** begin EXCERPT **

= Irene Ferguson =

New Zealand painter

Irene Ferguson (born 1970) is a New Zealand artist best known for her portrait paintings. Ferguson was awarded the New Zealand Portraiture Award in 2008.

== Training and experience ==
Ferguson was born in Hokitika. She gained a Diploma of Fine Arts with Honours from in Dunedin in 1993 and a Master of Fine Arts from the New York Academy of Art in 2005. From 2005 to 2006 Ferguson lived and worked in New York City. In 2010 she travelled to Italy to complete training in portraiture at the Charles H. Cecil Studios in Florence, Italy.

== Fellowships and residencies ==
In 2002 Ferguson was awarded the William Hodges Fellowship residency by the Southland Art Foundation. In 2008 Ferguson was the Artist in Residence at Samuel Marsden Collegiate School, Wellington.

== Awards ==
- In 2008 Ferguson won the New Zealand Portrait Gallery Adam Portraiture Award with The Blue Girl, Johanna Sanders in her Back Yard.
- In 2006 she was a finalist in the BP Portrait Award at the National Portrait Gallery, London.

== Artist residencies ==
- 1996 The Southland Art Foundation 'Artist in Residence' programme
- 2002 William Hodges Fellowship
- 2008 Artist in Residence at Samuel Marsden Collegiate School, Wellington.

== Exhibitions==
=== Solo ===
- 2012 Colossal, {Suite} Gallery, Wellington, New Zealand
- 2011 Torrid Grey, Aratoi – Wairarapa Museum of Art & History, Masterton, New Zealand
- 2010 Pine, {Suite} Gallery, Wellington, New Zealand
- 2008 Wayward, Janne Land Gallery, Wellington, New Zealand
- 2003 sample; flesh and blood, Janne Land Gallery, Wellington, New Zealand
- 2003 sample; flesh and blood, Southland Museum and Art Gallery, Invercargill, New Zealand

=== Group ===
- 2013–14 The Parkin Drawing Prize
- 2013 Runner up, The 7th International Drawing Biennale, The Polish Art Foundation, Melbourne, Australia
- 2008 Strive Towards Your Destiny, group show, Hirschfeld Gallery, Wellington
- 2006 BP Portrait Award, National Portrait Gallery, London.

** end EXCERPT **
** begin INPUT MATERIAL **

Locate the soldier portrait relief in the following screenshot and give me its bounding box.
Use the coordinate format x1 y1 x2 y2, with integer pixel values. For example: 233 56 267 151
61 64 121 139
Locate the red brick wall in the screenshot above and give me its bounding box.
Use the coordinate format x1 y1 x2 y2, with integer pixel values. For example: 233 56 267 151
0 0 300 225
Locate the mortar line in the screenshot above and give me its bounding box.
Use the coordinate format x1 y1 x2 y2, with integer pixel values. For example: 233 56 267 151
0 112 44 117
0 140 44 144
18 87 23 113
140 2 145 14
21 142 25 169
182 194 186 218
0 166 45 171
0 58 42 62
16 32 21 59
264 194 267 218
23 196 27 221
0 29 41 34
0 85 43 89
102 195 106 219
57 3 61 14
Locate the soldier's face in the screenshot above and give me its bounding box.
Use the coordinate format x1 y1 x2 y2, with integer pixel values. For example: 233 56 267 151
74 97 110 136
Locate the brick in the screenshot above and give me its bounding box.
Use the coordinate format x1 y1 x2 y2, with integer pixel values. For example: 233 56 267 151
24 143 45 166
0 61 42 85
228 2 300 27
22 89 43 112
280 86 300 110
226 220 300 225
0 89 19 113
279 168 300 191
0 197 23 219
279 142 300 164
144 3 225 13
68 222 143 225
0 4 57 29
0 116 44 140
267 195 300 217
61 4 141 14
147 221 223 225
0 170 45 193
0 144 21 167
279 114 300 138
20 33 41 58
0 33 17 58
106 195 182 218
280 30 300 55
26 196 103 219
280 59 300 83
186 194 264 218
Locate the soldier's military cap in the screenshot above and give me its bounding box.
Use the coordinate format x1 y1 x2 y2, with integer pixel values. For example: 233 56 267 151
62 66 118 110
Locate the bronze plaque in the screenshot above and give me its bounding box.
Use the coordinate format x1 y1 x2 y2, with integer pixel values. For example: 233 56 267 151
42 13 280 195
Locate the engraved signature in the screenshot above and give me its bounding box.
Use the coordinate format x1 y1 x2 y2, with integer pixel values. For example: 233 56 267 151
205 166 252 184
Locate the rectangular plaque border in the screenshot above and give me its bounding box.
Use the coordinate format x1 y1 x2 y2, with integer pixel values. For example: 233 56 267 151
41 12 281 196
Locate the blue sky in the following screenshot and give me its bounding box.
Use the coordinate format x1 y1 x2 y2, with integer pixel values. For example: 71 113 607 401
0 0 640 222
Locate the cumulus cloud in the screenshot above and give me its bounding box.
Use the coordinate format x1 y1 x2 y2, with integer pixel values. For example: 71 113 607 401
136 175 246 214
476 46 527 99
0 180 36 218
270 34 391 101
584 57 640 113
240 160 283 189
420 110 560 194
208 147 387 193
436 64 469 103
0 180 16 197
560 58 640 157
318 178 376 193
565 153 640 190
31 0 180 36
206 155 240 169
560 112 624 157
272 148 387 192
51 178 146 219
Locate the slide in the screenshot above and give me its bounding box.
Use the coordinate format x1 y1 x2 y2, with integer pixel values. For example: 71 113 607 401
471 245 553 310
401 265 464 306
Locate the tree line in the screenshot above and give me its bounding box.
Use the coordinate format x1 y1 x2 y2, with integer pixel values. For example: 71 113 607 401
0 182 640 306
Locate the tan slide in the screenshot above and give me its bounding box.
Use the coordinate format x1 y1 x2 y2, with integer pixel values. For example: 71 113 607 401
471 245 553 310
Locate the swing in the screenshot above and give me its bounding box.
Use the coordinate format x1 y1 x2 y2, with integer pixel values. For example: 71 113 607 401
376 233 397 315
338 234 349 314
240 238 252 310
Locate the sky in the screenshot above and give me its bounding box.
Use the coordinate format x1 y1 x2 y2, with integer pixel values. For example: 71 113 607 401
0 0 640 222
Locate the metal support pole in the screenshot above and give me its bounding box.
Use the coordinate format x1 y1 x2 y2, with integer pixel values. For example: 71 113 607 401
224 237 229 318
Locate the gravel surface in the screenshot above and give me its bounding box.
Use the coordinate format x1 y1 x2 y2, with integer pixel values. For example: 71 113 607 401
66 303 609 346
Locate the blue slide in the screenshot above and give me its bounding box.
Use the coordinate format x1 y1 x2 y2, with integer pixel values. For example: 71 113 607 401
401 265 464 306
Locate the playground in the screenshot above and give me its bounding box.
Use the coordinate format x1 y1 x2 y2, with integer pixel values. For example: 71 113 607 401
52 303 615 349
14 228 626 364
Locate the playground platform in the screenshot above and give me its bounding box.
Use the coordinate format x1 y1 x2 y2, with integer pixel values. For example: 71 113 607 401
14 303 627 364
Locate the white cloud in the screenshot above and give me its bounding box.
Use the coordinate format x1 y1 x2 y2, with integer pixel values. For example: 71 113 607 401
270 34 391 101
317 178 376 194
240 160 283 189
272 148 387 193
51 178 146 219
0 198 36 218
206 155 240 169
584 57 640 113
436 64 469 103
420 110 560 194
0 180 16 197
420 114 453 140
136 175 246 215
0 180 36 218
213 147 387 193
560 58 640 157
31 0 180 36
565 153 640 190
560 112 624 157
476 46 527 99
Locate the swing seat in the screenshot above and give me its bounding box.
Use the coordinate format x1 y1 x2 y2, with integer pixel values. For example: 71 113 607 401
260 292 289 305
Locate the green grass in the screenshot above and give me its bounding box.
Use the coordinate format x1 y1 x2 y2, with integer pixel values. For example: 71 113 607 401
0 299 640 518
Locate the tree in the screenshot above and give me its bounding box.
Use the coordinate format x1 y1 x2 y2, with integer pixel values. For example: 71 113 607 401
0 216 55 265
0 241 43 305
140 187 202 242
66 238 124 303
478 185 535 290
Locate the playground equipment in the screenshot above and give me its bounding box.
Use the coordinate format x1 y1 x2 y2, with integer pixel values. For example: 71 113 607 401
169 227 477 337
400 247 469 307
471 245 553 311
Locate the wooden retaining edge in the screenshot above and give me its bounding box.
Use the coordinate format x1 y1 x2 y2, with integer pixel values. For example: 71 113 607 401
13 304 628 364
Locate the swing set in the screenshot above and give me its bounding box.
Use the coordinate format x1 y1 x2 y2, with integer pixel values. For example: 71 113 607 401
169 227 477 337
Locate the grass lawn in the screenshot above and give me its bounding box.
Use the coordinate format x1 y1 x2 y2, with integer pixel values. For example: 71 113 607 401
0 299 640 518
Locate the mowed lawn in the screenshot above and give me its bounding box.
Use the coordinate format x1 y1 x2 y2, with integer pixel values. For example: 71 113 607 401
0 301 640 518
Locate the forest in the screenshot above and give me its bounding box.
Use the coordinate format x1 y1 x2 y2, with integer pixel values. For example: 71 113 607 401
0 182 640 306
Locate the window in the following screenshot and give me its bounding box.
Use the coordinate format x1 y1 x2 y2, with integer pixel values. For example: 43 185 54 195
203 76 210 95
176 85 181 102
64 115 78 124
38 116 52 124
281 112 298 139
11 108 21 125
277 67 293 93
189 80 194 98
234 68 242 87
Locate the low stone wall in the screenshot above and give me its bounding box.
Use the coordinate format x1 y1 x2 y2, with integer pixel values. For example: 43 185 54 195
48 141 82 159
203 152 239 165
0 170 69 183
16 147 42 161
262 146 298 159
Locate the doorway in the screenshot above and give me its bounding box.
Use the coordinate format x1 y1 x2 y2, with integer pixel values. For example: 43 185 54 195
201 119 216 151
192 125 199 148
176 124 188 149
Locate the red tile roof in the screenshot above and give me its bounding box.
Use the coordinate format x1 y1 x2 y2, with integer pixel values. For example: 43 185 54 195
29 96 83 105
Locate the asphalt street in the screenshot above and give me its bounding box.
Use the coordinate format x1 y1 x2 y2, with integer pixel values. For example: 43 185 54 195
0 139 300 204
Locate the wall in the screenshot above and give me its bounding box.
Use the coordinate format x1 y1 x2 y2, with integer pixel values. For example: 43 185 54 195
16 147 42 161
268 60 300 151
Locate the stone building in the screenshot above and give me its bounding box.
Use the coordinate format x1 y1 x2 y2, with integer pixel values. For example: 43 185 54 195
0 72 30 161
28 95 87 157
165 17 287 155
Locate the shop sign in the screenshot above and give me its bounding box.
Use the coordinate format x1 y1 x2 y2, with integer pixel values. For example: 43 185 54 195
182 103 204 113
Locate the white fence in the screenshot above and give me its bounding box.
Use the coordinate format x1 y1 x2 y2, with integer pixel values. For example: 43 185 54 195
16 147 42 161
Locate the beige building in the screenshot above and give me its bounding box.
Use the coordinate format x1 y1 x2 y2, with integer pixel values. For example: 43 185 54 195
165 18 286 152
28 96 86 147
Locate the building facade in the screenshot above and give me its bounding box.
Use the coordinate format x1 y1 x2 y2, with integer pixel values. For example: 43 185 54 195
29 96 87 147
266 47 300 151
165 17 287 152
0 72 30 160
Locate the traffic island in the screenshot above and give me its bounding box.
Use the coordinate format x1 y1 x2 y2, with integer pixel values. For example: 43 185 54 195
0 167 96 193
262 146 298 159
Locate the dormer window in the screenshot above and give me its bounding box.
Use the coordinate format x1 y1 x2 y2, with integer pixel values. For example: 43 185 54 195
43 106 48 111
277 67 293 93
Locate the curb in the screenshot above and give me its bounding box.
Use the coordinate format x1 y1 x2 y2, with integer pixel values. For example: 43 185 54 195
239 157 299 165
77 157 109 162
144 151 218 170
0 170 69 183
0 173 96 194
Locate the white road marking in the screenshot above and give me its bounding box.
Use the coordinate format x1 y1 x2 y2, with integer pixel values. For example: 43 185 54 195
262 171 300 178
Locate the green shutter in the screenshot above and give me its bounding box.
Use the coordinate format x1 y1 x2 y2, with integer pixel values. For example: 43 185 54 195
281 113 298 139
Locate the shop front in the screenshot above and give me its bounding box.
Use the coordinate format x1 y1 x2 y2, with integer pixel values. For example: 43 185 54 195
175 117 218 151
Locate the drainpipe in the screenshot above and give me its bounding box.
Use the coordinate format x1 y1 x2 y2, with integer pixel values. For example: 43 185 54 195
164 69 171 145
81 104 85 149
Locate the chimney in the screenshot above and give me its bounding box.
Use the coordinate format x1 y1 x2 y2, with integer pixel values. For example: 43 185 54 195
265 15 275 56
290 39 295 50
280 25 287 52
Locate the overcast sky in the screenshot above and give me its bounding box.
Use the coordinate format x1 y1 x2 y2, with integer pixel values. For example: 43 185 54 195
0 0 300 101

** end INPUT MATERIAL **

WORK TO COMPLETE>
#1 In the records, retype every line starting with the one that contains "Locate the doorway" and continuing through the one that contains "176 124 188 149", without changing anything.
#2 Pick up the article on Irene Ferguson after its last line and keep writing.

TASK-BY-TASK ANSWERS>
#1
Locate the doorway in the screenshot above and give me its bounding box.
Use the coordinate format x1 y1 x2 y2, with integer pixel values. For example: 43 185 54 195
201 119 216 151
192 125 199 148
176 124 188 149

#2
== Work in collections ==
Ferguson's work is predominately held within New Zealand collections.
- James Wallace Art Trust, Auckland, New Zealand
- The New Zealand Portrait Gallery, Wellington, New Zealand
- Southland Art Foundation, Invercargill, New Zealand
- Southland Museum and Art Gallery, Invercargill, New Zealand

== Reviews and writing ==
- 2010 Mark Amery reviews portraiture from the Adam Portrait Award show.
- 2008 Strive Towards Your Destiny, group show, Hirschfeld Gallery, Wellington. Review by Jessica Scott, City Gallery Wellington.
- 2003 "sample; flesh and blood", Jane Land Gallery, Wellington. Reviewed in Art New Zealand, 2003.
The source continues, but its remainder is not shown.